Tasks to carry out:
A) In the text about NSA searches, what position does Alex Joel hold?
B) Turn the paragraph of the NSA searches text that begins "The court decision allowed the NSA" into a short bulleted list that keeps its main facts.

Source:
########################################
Ellen Nakashima has an oddly downplayed story in the Washington Post today. As we all know, the NSA collects massive amounts of both domestic and foreign communications, which it stores for years. It’s allowed to search this database, but under the Bush administration they could only search for names and email addresses of foreign targets. Two years ago, however, the Obama administration got permission to perform searches using the names and email addresses of American residents:
The court decision allowed the NSA “to query the vast majority” of its e-mail and phone call databases using the e-mail addresses and phone numbers of Americans and legal residents without a warrant, according to Bates’s opinion. The queries must be “reasonably likely to yield foreign intelligence information.” And the results are subject to the NSA’s privacy rules.
The court in 2008 imposed a wholesale ban on such searches at the government’s request, said Alex Joel, civil liberties protection officer at the Office of the Director of National Intelligence (ODNI). The government included this restriction “to remain consistent with NSA policies and procedures that NSA applied to other authorized collection activities,” he said.
But in 2011, to more rapidly and effectively identify relevant foreign intelligence communications, “we did ask the court” to lift the ban, ODNI general counsel Robert S. Litt said in an interview. “We wanted to be able to do it,” he said, referring to the searching of Americans’ communications without a warrant.
########################################
Collected data
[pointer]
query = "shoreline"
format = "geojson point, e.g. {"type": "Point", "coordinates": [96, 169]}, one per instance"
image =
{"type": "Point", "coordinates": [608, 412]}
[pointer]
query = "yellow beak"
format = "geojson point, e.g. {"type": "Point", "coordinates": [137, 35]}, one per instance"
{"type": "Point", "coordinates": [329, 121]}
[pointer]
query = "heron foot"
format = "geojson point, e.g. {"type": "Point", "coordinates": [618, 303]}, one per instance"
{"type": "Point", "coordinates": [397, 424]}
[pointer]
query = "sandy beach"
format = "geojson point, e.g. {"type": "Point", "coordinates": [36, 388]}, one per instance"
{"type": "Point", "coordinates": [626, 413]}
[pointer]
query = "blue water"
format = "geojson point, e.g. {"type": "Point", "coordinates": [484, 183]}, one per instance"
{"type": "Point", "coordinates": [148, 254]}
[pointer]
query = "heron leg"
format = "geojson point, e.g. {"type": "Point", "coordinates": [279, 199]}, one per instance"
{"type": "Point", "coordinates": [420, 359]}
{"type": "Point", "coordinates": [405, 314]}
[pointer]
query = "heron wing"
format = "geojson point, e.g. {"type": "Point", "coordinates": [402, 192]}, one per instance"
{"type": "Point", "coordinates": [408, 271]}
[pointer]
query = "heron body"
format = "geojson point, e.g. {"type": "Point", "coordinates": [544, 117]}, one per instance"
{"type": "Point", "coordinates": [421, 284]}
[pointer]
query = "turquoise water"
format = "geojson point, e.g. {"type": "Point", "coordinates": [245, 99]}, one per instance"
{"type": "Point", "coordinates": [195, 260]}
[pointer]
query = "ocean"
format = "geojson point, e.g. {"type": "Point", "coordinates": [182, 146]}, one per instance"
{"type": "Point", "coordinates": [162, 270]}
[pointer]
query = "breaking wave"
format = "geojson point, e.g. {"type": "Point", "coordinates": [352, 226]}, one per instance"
########################################
Per-task outputs:
A) He is the civil liberties protection officer at the Office of the Director of National Intelligence (ODNI).

B)
- According to Bates's opinion, the court decision let the NSA query most of its email and phone call databases without a warrant, using the email addresses and phone numbers of Americans and legal residents.
- Each query must be "reasonably likely to yield foreign intelligence information."
- The results are subject to the NSA's privacy rules.